Edit the listing below by changing every "rough mask" to "coarse mask" and leaving everything else as it is. Omit the pictures from your copy.
== The data
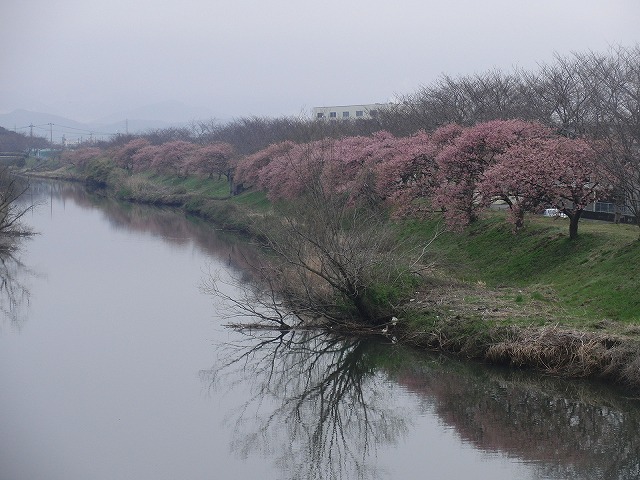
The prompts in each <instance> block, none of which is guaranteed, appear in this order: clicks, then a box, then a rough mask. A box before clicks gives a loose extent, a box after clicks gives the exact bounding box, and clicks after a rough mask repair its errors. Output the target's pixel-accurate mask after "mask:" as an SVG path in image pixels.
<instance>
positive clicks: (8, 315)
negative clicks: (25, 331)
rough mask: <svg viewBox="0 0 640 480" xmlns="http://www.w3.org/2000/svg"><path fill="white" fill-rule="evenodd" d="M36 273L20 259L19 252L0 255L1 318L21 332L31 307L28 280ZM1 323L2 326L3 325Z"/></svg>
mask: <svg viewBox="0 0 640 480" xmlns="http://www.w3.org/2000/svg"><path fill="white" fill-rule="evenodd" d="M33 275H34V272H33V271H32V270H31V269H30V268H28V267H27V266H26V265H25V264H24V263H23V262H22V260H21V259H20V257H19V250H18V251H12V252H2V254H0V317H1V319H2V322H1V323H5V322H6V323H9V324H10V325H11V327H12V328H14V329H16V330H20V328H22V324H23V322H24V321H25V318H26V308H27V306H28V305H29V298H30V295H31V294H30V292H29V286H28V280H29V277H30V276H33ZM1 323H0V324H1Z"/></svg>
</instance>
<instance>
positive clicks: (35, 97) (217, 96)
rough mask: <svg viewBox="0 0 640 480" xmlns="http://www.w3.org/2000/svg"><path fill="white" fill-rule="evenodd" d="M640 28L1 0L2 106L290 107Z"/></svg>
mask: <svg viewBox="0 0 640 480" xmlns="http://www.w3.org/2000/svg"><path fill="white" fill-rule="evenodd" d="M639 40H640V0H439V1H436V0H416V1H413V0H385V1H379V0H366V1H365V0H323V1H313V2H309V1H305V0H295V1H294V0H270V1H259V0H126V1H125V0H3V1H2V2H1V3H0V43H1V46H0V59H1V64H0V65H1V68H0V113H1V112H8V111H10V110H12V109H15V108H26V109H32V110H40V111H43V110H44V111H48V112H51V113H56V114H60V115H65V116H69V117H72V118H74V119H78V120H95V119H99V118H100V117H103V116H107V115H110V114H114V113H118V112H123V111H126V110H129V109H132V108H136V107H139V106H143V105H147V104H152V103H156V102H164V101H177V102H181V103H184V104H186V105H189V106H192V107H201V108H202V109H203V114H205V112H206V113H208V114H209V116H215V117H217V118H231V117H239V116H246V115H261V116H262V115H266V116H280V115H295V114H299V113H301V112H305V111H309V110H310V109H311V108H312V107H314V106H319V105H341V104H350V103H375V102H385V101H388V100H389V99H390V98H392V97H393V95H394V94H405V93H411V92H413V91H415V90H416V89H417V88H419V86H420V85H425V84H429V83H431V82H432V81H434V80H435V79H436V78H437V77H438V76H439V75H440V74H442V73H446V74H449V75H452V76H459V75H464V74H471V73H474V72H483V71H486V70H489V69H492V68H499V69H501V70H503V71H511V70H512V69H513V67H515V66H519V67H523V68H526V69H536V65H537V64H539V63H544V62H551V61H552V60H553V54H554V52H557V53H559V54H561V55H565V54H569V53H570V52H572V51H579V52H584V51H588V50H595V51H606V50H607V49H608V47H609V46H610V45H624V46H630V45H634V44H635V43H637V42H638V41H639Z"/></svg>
====
◆ Task output:
The prompts in each <instance> block, none of which is guaranteed, appear in this order: clicks, then a box, then a coarse mask. A box before clicks gives a loose extent, a box after clicks gives the exact bounding box, and clicks after a coarse mask repair its errors. Output the target's pixel-accurate mask after "mask:" as an SVG path in image pixels.
<instance>
positive clicks: (8, 315)
negative clicks: (25, 331)
coarse mask: <svg viewBox="0 0 640 480" xmlns="http://www.w3.org/2000/svg"><path fill="white" fill-rule="evenodd" d="M36 273L20 259L19 252L0 255L1 318L21 332L31 307L28 280ZM1 323L2 326L3 325Z"/></svg>
mask: <svg viewBox="0 0 640 480" xmlns="http://www.w3.org/2000/svg"><path fill="white" fill-rule="evenodd" d="M33 275H34V272H33V271H32V270H31V269H30V268H28V267H27V266H26V265H25V264H24V263H23V262H22V260H21V259H20V257H19V250H18V251H12V252H2V254H0V317H1V319H2V322H1V323H5V322H6V323H9V324H10V325H11V327H12V328H14V329H16V330H20V328H22V324H23V322H24V321H25V318H26V308H27V306H28V305H29V298H30V295H31V294H30V292H29V286H28V280H29V277H30V276H33ZM1 323H0V324H1Z"/></svg>
</instance>
<instance>
positive clicks: (35, 97) (217, 96)
coarse mask: <svg viewBox="0 0 640 480" xmlns="http://www.w3.org/2000/svg"><path fill="white" fill-rule="evenodd" d="M640 28L1 0L2 106L290 107Z"/></svg>
mask: <svg viewBox="0 0 640 480" xmlns="http://www.w3.org/2000/svg"><path fill="white" fill-rule="evenodd" d="M639 40H640V0H439V1H436V0H416V1H413V0H385V1H379V0H366V1H365V0H323V1H313V2H309V1H305V0H295V1H294V0H270V1H259V0H126V1H125V0H3V1H2V2H1V3H0V43H1V46H0V59H1V64H0V65H1V68H0V113H1V112H8V111H10V110H12V109H15V108H26V109H32V110H40V111H43V110H44V111H48V112H51V113H56V114H60V115H65V116H69V117H72V118H74V119H78V120H95V119H99V118H100V117H103V116H107V115H110V114H114V113H118V112H123V111H126V110H129V109H132V108H136V107H139V106H143V105H147V104H152V103H156V102H164V101H177V102H181V103H184V104H186V105H189V106H192V107H201V108H202V109H203V114H205V112H206V113H208V114H209V116H215V117H217V118H231V117H239V116H246V115H261V116H262V115H266V116H280V115H295V114H299V113H301V112H305V111H309V110H310V109H311V108H312V107H314V106H319V105H341V104H350V103H375V102H385V101H388V100H389V99H390V98H392V97H393V95H394V94H405V93H411V92H413V91H415V90H416V89H417V88H419V86H420V85H425V84H429V83H431V82H432V81H434V80H435V79H436V78H437V77H438V76H439V75H440V74H442V73H446V74H449V75H452V76H459V75H464V74H471V73H474V72H483V71H486V70H489V69H492V68H499V69H501V70H503V71H511V70H512V69H513V67H515V66H519V67H523V68H526V69H536V65H537V64H539V63H544V62H551V61H552V60H553V54H554V52H557V53H559V54H561V55H565V54H569V53H570V52H572V51H579V52H584V51H588V50H595V51H606V50H607V49H608V47H609V46H610V45H624V46H630V45H634V44H635V43H637V42H638V41H639Z"/></svg>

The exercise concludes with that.